DOCUMENT SEGMENT >>
——————————

What to do with Dead Glowstick

1.Direct traffic.
2.Empty it and use it as test tube for class.
3.Cover it with wax and use it as a candle.
4.Use it as ammunition for a gun.
5.Claim it as something given to you by aliens, so that you may be the centre of all talk.
6.Hang them on Christmas trees. Perfect gift for those relatives you have never met but are forced to buy a gift for!
7.Build a house?
8.Sell them, hell! might as well make back that money right?
9.Start a collection, trade with your friends.
10.Base a religion around it.
11.Scratch your back.
12.Take it for walks.
13.Introduce it to your parents.
14.Use it as a doorstopper.
15.Take it out on dates.
16.Make a belt.
17.Paint a face on it, you never know, it might just become your best friend.
18.Give it a bath. hey! everyone deserves to feel clean.
19.Glue it to your head and go shopping ~ watch people's reactions, jot them down.

——————————

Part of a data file

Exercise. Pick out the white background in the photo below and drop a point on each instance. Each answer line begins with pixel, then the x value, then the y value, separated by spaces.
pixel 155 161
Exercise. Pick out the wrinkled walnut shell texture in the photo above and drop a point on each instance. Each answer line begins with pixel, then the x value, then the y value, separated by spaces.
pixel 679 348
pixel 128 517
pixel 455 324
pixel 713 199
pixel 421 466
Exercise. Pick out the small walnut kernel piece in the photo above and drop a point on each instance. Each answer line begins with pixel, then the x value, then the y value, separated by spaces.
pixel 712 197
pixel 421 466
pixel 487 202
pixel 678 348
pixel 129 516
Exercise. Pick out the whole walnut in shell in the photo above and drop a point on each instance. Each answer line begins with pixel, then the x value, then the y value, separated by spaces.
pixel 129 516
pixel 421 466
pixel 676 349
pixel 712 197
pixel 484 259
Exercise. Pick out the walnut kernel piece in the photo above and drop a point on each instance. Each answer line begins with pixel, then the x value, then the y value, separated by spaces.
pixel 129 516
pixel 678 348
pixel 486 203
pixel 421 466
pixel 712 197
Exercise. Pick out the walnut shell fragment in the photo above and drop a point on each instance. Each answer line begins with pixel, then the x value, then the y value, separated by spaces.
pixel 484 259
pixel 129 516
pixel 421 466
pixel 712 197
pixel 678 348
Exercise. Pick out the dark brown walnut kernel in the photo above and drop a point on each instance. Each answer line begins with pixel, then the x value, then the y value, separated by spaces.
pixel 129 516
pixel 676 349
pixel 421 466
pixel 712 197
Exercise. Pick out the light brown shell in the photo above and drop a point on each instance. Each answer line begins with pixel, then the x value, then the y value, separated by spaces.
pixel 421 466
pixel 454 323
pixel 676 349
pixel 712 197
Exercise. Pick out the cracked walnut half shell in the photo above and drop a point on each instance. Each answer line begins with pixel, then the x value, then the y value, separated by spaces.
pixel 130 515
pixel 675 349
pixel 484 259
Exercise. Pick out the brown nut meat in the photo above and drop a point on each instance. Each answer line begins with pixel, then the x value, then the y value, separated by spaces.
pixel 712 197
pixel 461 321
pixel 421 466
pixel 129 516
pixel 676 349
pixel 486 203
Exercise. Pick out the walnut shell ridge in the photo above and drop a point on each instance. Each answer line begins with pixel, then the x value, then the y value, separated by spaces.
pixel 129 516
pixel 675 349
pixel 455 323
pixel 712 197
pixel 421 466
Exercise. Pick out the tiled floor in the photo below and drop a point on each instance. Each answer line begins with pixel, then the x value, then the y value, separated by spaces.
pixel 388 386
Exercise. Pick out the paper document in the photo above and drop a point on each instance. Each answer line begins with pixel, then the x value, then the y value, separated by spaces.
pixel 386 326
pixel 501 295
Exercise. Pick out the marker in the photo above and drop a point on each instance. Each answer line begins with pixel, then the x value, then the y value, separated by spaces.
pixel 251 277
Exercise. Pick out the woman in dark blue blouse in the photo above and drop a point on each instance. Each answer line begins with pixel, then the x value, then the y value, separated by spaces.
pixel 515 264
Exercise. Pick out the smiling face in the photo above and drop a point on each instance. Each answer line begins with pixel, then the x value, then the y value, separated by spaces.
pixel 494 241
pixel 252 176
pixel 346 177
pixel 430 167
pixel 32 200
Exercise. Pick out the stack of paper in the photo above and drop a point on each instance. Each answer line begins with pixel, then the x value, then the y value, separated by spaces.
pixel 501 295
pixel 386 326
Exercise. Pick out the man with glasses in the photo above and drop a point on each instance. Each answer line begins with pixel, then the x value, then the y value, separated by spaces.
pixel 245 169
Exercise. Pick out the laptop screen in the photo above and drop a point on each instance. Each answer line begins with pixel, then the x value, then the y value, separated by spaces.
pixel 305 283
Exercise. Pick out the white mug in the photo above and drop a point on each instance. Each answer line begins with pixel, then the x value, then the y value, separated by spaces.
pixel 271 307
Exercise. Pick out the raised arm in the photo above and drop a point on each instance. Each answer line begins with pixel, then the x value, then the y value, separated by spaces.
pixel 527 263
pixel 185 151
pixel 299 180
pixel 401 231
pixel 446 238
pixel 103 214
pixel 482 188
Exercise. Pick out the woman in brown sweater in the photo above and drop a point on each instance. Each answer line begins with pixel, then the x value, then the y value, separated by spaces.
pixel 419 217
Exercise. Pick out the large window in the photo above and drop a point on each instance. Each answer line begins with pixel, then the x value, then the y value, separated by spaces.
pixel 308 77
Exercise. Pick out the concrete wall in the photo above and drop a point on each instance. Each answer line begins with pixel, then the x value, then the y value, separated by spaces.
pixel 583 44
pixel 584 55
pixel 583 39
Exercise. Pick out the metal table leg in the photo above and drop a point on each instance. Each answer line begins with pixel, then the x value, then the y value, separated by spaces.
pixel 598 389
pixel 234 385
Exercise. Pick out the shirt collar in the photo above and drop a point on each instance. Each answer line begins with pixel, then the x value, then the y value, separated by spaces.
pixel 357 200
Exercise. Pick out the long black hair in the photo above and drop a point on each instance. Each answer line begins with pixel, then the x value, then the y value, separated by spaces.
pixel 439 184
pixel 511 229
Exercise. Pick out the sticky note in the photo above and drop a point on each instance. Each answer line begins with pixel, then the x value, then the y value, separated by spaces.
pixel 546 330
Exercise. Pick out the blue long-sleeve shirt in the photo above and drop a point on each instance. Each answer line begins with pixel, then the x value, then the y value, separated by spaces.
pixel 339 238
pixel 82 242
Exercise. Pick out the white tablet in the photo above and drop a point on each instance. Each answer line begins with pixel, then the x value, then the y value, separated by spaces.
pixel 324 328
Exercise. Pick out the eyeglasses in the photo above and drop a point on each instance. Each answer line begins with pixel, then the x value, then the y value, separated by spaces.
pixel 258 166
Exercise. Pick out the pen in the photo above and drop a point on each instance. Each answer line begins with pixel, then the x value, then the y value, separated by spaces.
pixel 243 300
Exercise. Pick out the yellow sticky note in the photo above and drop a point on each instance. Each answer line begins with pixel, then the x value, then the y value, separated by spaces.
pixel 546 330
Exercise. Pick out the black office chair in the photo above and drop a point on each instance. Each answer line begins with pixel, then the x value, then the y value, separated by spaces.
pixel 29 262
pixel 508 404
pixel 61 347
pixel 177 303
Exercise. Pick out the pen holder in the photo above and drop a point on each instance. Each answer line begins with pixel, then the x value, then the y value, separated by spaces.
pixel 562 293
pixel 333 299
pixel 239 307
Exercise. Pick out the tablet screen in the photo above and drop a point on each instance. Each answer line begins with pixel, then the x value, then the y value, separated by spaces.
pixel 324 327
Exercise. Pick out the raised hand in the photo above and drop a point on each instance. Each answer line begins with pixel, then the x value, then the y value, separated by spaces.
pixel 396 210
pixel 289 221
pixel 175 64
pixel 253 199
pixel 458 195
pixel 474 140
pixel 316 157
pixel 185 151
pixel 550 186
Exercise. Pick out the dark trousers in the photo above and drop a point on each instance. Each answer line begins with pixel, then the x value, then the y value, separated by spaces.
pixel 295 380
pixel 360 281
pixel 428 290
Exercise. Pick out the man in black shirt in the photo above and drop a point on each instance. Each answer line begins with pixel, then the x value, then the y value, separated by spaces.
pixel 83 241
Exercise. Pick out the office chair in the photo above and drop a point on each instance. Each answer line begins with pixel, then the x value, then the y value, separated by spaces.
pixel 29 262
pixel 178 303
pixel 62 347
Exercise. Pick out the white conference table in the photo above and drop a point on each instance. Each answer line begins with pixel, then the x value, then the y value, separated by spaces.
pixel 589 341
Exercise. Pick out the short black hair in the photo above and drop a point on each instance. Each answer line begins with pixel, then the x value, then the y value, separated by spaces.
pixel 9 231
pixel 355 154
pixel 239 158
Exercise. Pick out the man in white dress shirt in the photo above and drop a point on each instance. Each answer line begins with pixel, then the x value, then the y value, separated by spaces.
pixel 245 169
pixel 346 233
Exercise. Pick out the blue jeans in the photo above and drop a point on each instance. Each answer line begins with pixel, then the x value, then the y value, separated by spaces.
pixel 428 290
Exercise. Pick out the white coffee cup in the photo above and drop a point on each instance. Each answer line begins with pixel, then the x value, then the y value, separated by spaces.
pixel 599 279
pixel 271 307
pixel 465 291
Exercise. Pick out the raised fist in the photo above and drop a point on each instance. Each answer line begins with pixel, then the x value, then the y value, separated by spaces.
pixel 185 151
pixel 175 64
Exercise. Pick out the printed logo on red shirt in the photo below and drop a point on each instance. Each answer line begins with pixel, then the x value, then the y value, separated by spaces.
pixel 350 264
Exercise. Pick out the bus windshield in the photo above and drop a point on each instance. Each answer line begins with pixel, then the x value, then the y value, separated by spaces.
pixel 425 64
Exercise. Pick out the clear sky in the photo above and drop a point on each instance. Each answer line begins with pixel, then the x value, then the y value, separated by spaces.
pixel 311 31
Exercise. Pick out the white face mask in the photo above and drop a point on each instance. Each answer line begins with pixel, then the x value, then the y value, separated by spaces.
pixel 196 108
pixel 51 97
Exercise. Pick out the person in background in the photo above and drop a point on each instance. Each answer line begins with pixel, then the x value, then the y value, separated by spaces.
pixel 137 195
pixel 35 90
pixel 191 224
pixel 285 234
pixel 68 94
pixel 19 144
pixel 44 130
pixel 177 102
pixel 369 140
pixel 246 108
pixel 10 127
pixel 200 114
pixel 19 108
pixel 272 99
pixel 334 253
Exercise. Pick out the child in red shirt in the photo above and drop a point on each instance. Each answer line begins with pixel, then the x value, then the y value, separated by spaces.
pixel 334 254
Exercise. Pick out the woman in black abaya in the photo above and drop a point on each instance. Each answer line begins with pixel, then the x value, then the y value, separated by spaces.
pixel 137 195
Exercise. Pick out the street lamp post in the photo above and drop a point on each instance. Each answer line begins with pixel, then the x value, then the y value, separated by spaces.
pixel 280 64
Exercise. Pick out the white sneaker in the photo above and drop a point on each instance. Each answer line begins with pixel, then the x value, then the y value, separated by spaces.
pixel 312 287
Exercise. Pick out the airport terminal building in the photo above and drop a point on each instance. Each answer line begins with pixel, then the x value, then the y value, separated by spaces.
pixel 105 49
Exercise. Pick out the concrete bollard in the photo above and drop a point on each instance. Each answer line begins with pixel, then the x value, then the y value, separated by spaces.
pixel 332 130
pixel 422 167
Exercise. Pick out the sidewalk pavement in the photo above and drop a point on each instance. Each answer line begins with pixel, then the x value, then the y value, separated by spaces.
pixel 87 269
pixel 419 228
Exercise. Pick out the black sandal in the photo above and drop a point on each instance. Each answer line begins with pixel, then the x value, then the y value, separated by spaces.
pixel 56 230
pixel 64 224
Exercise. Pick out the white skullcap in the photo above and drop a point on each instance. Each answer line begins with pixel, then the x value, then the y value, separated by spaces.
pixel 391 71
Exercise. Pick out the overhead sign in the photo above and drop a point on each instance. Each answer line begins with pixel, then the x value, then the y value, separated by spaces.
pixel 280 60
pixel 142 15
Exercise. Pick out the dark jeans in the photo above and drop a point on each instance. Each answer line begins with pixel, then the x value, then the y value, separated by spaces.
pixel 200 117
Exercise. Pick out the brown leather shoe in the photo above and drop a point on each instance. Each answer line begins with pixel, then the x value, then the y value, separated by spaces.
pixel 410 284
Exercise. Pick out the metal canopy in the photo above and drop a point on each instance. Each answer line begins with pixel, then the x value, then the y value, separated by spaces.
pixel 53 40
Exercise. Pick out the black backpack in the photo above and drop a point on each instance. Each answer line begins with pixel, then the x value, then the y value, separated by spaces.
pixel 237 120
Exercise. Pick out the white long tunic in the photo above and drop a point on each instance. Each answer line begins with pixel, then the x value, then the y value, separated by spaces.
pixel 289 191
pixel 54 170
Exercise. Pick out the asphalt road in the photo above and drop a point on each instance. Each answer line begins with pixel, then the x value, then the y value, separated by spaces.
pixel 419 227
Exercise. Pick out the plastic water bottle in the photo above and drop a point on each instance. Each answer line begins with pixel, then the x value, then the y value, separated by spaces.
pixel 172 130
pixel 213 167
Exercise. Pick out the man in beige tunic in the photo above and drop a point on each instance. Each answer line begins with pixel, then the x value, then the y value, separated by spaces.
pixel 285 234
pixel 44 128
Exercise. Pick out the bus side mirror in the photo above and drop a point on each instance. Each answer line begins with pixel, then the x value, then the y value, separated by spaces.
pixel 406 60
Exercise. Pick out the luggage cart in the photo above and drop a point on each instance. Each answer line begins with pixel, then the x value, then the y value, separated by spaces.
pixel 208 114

——————————

TASKS TO PERFORM >>
(1) Answer these about the glowstick list:
(a) According to the candle idea, what should the glowstick be covered with?
(b) Where does the list suggest hanging them as a gift?
(c) After you glue it to your head and go shopping, what should you do?
(2) Output the stretch of the glowstick list from "8.Sell them, hell!" through "as a doorstopper.".
The records are separate material, unrelated to the glowstick list.

OUTPUTS >>
(1)
(a) Wax.
(b) On Christmas trees.
(c) Watch people's reactions and jot them down.

(2)
8.Sell them, hell! might as well make back that money right?
9.Start a collection, trade with your friends.
10.Base a religion around it.
11.Scratch your back.
12.Take it for walks.
13.Introduce it to your parents.
14.Use it as a doorstopper.